**DIRECTIONS:**
Copy the lines below word for word, omitting the pictures.

Excerpts of pointing data
**********
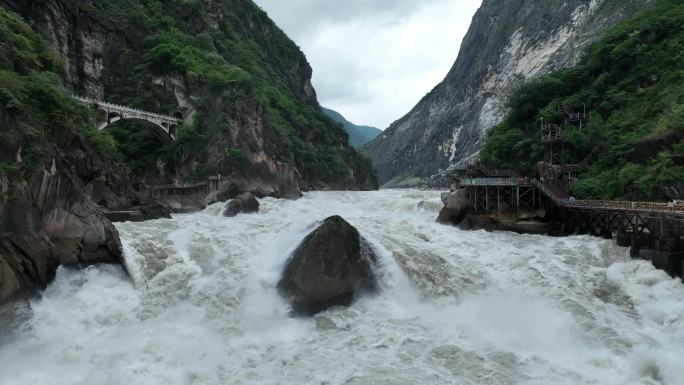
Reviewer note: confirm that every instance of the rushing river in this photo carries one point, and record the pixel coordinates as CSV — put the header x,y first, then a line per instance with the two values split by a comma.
x,y
454,307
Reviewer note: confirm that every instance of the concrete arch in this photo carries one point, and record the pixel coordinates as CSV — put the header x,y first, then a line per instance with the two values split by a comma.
x,y
164,127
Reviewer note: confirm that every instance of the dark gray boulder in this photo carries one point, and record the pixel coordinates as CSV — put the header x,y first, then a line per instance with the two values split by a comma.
x,y
332,266
245,203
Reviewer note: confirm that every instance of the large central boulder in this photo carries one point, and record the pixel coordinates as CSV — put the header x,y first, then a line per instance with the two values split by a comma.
x,y
331,267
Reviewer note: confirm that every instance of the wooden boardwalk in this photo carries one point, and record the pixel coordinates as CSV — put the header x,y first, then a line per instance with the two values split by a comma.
x,y
653,230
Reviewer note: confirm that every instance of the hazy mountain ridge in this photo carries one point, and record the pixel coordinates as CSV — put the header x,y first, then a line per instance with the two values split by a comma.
x,y
358,135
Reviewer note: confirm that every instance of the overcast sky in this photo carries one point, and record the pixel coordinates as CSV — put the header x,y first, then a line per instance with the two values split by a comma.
x,y
373,60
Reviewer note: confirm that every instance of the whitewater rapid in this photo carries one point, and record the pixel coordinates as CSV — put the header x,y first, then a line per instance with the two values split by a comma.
x,y
200,307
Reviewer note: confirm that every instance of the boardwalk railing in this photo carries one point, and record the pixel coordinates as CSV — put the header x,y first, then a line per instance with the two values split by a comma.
x,y
564,201
492,182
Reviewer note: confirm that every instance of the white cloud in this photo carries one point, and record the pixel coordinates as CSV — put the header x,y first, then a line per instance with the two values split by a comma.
x,y
373,60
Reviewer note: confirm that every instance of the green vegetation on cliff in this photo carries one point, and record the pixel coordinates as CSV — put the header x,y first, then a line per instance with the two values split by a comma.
x,y
632,83
234,62
35,114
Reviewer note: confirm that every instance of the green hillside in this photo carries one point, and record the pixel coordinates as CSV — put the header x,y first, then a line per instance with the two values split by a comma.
x,y
632,83
358,135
**********
**ANSWER TO THE PROBLEM:**
Reviewer note: confirm that every instance of the rushing river in this photo carries one point, and record the pixel coordinates as CSV — put the header x,y first, then a line per instance with the two values split by a comma.
x,y
454,307
Reviewer note: confirm that every instance of the concrete arch in this photo carries one point, and record the pixel coordinates as CSV — put the header x,y first, then a line per instance with the two values split by a comma.
x,y
164,127
Reviewer note: confirm that every instance of the dark gray boulder in this photo carries one point, and record the pixel coordinates as CSV — put the header x,y first, then a line per instance with the two values split by a comma.
x,y
332,266
245,203
Reviewer note: confirm that every instance of the large central boulder in this photo carries one point, and record the pixel coordinates as CSV — put the header x,y first, then a line per instance with the two values split by a comma.
x,y
331,267
Reviewer note: confirm that every instance of the wooden boardwalk in this photo carries one point, and record the pixel coordinates as CSV — put the header x,y first, then a line per instance with the two values split by a comma.
x,y
653,230
Reviewer note: confirm that every instance of the hazy mountain ridge in this photo carries one point, and record the pixel coordinates as CSV — put the header x,y first, then a line per instance with the two values split by a comma.
x,y
358,135
Reviewer note: confirm that every instance of the overcast sky in this photo carries one point, and record the pixel coordinates as CSV — put the header x,y first, then a line per instance with the two values split by a comma.
x,y
373,60
Reviewer note: confirm that every instance of the whitewater rapid in this photo carries one point, and record the pixel coordinates as CSV — put the header x,y first, then a line per instance with the two values split by a comma.
x,y
200,307
Reviewer note: confirm that every instance of the boardwalk railing in this photo carries one point, and record the pixel coordinates as CSV — put the header x,y first, then a line per instance with the two values split by a comma.
x,y
564,201
492,182
Reviewer note: confirm that every instance of the white cloud in this photo carries one point, and record the pixel coordinates as CSV — put the header x,y first, then a line per instance with the two values split by a comma.
x,y
373,60
Reviewer note: confirm that every instance of the green vegetation on cliff in this photo carries one point, and record the pixel coordinates as CSV — put the header x,y first, then a line per instance with the two values split by a comma.
x,y
632,83
234,62
35,114
Reviewer note: confirm that every instance of the green hillside in this photo carries one point, and record the pixel coordinates as CSV — put the header x,y first, then a line per instance with the two values split by a comma.
x,y
632,83
358,135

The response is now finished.